* [Written instruction]: Convert the lines from the one containing "Guideline: mark the short sleeve with" through the one containing "[[166, 113]]", both included, into a JSON list of strings with one string per line and no blank lines.

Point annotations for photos
···

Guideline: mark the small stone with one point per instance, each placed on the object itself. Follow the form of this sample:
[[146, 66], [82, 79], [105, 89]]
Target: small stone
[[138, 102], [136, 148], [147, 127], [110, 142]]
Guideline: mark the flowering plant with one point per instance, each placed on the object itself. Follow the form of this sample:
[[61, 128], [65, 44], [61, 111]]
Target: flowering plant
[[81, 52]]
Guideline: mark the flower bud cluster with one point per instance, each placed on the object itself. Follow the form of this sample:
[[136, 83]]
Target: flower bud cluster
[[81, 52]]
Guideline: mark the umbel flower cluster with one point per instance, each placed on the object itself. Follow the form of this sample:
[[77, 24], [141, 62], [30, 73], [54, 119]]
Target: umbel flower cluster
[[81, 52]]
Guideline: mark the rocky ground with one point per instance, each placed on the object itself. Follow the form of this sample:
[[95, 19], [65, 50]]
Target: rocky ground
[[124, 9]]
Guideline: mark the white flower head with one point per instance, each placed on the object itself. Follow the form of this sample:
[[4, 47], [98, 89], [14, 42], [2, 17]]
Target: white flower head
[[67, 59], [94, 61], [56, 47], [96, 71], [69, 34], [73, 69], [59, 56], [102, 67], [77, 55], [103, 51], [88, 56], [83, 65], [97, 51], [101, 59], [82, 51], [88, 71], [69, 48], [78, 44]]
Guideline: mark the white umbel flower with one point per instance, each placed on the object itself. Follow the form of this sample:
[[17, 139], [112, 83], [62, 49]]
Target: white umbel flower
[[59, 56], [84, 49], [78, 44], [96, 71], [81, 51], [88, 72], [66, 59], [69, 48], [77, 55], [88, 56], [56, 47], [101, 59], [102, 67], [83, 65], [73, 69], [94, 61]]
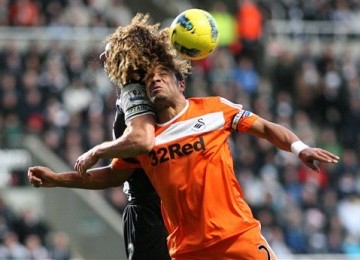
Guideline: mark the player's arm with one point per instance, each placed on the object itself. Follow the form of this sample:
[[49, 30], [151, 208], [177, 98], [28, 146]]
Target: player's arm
[[286, 140], [97, 178], [138, 138]]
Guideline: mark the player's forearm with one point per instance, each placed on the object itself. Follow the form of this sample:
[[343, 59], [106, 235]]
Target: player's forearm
[[98, 178], [280, 136], [131, 144]]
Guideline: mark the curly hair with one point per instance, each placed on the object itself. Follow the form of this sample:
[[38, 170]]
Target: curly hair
[[135, 49]]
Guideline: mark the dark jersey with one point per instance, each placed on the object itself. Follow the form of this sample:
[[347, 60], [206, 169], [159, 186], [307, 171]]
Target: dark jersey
[[138, 185], [144, 230]]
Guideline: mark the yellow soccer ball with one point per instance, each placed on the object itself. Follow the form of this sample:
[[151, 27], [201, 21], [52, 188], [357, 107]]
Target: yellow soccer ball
[[194, 34]]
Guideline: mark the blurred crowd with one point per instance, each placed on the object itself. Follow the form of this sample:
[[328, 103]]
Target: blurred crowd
[[24, 235], [63, 96]]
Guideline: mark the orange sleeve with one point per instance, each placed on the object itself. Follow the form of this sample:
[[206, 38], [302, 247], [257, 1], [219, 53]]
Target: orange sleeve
[[120, 164]]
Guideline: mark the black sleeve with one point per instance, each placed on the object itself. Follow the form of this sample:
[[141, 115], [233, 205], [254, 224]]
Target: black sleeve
[[119, 124], [119, 127]]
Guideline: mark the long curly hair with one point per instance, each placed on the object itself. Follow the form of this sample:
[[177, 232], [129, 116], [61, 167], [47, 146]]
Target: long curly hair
[[135, 49]]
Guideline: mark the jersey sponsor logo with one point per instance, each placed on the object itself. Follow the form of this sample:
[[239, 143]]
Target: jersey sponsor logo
[[176, 150], [197, 125]]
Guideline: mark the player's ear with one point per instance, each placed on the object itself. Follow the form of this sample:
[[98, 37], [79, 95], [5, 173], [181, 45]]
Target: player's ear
[[182, 86]]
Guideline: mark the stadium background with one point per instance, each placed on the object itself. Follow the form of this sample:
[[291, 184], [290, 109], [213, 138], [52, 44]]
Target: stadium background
[[294, 62]]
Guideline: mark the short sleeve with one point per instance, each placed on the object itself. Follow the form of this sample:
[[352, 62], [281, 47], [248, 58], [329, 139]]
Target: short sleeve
[[134, 101]]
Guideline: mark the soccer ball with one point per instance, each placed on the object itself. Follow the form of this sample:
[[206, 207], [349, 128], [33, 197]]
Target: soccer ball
[[194, 34]]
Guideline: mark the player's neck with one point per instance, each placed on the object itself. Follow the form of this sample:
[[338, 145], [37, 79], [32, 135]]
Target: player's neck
[[166, 113]]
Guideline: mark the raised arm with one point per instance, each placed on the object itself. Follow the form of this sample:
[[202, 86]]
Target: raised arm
[[286, 140], [97, 178]]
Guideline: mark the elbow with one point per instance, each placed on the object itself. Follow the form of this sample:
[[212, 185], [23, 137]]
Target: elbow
[[144, 142]]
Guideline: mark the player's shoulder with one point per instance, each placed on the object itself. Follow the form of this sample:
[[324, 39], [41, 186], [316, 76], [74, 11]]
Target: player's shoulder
[[204, 100], [212, 101]]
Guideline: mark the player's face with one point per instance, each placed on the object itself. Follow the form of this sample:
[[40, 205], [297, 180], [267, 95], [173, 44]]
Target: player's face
[[164, 86]]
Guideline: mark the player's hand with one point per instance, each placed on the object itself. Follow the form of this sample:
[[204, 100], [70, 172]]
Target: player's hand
[[86, 161], [40, 176], [310, 155]]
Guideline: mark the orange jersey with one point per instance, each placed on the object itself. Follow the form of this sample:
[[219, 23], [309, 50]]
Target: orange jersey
[[191, 168]]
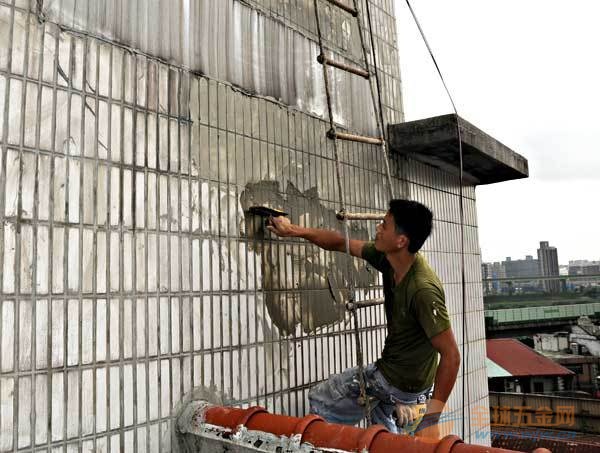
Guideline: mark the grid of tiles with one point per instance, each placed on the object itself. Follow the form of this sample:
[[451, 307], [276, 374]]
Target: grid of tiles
[[129, 273]]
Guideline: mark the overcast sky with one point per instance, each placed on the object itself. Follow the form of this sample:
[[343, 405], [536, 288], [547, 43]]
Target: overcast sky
[[526, 72]]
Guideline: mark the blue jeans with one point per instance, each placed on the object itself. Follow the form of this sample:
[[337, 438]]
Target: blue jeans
[[336, 399]]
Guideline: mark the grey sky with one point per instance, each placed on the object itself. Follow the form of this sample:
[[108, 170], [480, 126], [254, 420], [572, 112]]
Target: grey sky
[[528, 73]]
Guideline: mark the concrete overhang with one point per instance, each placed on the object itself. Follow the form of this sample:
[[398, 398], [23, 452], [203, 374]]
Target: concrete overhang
[[434, 141]]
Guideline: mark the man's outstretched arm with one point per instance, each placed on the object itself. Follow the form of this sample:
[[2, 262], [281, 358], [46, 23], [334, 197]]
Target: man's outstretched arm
[[326, 239]]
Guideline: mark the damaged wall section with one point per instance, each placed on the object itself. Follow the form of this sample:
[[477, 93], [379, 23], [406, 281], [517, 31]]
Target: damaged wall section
[[131, 276]]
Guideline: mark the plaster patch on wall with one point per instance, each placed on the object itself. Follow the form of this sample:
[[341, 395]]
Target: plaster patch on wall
[[312, 290]]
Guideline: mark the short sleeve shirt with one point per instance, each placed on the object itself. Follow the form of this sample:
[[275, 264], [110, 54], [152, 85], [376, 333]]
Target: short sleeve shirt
[[416, 311]]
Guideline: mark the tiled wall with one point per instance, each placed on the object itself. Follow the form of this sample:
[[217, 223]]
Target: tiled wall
[[130, 273]]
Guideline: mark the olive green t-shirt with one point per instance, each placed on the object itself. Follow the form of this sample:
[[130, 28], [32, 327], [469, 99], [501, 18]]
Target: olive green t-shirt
[[416, 311]]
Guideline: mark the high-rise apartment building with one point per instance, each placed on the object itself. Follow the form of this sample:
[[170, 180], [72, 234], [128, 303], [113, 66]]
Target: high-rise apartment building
[[548, 261]]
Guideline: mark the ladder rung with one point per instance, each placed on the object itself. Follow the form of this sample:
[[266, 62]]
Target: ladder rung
[[346, 8], [364, 304], [354, 137], [343, 215], [343, 66]]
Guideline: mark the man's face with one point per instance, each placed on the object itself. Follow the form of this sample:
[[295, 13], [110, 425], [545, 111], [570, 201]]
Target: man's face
[[387, 239]]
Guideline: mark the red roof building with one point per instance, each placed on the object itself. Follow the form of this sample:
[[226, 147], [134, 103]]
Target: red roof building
[[515, 367]]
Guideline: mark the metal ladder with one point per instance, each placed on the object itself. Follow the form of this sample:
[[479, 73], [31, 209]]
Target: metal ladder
[[333, 134]]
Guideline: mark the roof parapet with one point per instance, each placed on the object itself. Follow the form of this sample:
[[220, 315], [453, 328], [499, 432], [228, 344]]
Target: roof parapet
[[434, 141]]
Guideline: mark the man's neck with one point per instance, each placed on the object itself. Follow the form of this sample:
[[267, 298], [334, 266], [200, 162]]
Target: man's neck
[[401, 262]]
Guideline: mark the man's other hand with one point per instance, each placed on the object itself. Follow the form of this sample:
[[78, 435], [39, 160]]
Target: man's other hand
[[405, 414], [281, 226]]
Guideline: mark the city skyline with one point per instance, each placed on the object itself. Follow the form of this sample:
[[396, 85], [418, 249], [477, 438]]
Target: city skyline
[[535, 90]]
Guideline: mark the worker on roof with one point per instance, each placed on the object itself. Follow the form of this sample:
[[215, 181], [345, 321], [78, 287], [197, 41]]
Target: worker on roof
[[407, 386]]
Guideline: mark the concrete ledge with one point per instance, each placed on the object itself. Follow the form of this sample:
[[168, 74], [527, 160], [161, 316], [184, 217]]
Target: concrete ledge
[[435, 141]]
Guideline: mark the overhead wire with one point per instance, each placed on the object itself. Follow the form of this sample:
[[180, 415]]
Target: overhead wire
[[465, 345]]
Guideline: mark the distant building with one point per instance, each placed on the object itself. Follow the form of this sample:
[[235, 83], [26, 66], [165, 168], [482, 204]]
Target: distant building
[[574, 351], [492, 271], [528, 267], [515, 367], [579, 268], [548, 262], [584, 267]]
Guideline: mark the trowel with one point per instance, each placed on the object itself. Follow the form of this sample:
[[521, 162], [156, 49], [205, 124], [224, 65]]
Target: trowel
[[266, 212]]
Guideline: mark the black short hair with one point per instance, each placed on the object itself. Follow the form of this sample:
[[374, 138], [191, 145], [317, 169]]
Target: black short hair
[[412, 219]]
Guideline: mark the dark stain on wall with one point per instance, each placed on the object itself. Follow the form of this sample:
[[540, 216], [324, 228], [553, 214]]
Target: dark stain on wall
[[304, 287]]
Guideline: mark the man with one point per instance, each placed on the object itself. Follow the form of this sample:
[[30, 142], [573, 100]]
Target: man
[[417, 322]]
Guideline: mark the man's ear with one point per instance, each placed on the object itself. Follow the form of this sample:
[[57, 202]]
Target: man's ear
[[402, 241]]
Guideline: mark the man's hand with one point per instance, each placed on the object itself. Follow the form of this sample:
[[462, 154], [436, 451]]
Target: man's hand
[[431, 433], [405, 414], [431, 429], [282, 226]]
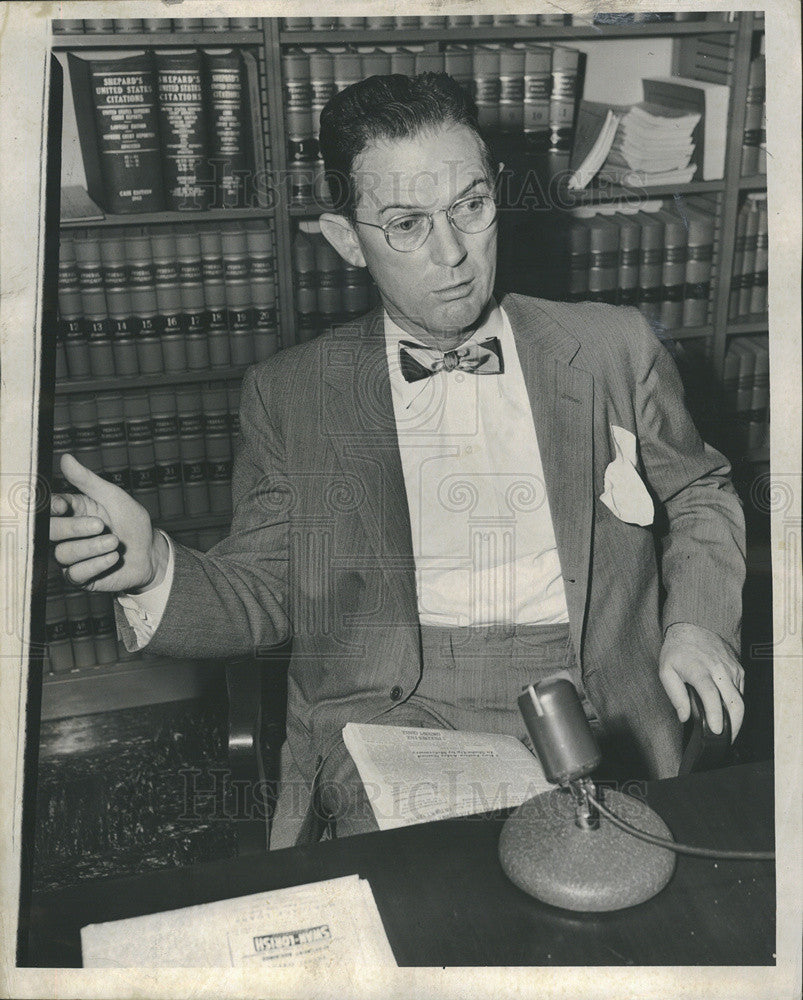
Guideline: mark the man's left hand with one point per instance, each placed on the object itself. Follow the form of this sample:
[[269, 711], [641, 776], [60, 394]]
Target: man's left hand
[[693, 655]]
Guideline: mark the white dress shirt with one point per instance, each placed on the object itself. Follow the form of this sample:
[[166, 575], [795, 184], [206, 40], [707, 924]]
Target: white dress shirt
[[483, 541]]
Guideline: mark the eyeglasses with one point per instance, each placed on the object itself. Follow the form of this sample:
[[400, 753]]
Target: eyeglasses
[[406, 233]]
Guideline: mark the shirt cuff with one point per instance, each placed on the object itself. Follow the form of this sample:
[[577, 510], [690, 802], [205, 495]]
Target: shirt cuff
[[144, 611]]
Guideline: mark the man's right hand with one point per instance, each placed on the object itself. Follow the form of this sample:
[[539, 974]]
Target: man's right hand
[[104, 538]]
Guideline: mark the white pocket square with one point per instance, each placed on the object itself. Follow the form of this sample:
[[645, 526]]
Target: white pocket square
[[625, 494]]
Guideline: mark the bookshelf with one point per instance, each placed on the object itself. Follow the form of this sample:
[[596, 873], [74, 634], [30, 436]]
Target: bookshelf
[[707, 49]]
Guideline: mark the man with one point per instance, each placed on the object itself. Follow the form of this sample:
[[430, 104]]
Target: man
[[448, 498]]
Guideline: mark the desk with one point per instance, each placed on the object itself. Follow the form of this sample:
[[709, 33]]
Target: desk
[[445, 901]]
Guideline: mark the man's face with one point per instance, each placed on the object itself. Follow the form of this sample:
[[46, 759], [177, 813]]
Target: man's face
[[438, 292]]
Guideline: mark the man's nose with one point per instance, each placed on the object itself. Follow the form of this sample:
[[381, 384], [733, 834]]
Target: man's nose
[[445, 245]]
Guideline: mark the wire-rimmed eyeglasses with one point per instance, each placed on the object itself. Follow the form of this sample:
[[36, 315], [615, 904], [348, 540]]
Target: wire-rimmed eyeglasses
[[408, 232]]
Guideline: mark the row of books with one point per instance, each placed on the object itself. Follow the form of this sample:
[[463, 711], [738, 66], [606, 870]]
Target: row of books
[[328, 290], [166, 299], [754, 141], [653, 258], [135, 25], [471, 20], [171, 448], [176, 129], [746, 389], [749, 281]]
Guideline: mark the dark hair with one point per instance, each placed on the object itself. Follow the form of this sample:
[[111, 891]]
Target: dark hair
[[388, 107]]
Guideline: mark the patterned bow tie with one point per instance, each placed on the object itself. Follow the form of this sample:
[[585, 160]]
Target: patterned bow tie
[[419, 362]]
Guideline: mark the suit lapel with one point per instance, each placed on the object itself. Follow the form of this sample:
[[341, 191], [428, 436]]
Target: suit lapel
[[561, 399], [360, 425]]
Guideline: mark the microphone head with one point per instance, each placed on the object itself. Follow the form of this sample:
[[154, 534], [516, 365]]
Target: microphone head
[[560, 732]]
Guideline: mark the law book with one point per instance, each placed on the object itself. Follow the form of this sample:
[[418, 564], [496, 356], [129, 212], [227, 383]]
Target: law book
[[752, 204], [145, 311], [71, 326], [182, 124], [511, 89], [760, 278], [458, 63], [751, 139], [93, 306], [629, 244], [603, 258], [699, 258], [537, 88], [191, 297], [673, 270], [420, 775], [118, 129], [737, 272], [226, 96], [166, 451], [118, 302], [214, 290], [141, 455], [711, 101], [651, 256], [485, 70]]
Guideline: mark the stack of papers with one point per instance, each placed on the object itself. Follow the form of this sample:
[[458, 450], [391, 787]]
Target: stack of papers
[[416, 775], [321, 926]]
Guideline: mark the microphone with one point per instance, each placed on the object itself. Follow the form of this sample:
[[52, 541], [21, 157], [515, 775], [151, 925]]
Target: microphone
[[556, 846]]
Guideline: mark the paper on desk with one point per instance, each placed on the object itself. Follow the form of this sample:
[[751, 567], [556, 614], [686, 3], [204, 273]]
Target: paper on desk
[[334, 923], [417, 775]]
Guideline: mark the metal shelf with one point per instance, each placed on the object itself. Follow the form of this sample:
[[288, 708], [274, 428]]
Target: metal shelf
[[535, 33], [155, 39], [220, 215], [121, 383]]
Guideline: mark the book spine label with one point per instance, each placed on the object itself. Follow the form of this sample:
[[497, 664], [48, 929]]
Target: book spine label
[[124, 98], [182, 125]]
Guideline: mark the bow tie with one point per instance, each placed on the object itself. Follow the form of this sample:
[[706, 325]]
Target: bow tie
[[419, 362]]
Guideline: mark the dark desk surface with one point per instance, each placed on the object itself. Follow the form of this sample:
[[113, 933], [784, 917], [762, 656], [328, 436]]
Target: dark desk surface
[[444, 899]]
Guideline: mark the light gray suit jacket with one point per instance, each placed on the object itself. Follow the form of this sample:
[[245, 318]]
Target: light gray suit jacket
[[320, 546]]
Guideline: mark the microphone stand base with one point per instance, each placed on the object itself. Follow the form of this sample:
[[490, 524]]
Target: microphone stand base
[[544, 852]]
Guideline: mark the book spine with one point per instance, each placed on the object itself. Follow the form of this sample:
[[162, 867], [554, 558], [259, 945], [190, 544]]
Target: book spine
[[141, 456], [170, 325], [217, 447], [603, 259], [738, 263], [113, 446], [751, 140], [699, 255], [236, 277], [214, 291], [166, 451], [225, 84], [511, 90], [759, 284], [93, 306], [118, 302], [191, 446], [71, 326], [537, 89], [629, 242], [183, 130], [749, 259], [145, 312], [485, 68], [124, 98], [259, 242], [673, 272]]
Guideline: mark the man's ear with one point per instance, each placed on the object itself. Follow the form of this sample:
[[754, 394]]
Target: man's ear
[[338, 231]]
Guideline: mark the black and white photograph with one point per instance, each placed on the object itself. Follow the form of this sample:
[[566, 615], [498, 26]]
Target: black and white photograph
[[401, 509]]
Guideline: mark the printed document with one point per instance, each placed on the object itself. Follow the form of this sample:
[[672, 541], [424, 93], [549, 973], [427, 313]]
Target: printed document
[[322, 925], [417, 775]]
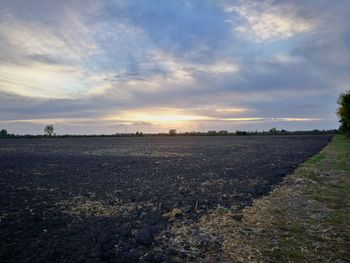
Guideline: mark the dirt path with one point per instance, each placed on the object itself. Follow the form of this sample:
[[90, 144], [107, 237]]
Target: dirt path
[[305, 219]]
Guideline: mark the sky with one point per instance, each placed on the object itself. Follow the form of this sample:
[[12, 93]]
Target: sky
[[113, 66]]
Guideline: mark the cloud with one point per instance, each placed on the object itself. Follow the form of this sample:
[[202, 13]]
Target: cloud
[[264, 21]]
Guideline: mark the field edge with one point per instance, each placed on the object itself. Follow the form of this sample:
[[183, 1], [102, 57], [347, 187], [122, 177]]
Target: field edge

···

* [The reply]:
[
  "Guideline: mark the short sleeve with one point per instance, each placed on the object itself. Follow the form of this sample:",
  "[[352, 62], [281, 47], [248, 58], [329, 139]]",
  "Target: short sleeve",
  "[[134, 101]]",
  "Guideline: mark the soccer ball with one point per instance, each placed on the object itself. Follow the form of this sample:",
  "[[206, 207], [349, 128], [33, 197]]",
  "Target: soccer ball",
  "[[194, 34]]",
  "Guideline: mark the player's neck with one point per instance, each placed on the object itself. Follow the form of this sample:",
  "[[338, 145], [37, 79], [32, 135]]",
  "Target: player's neck",
  "[[166, 113]]"
]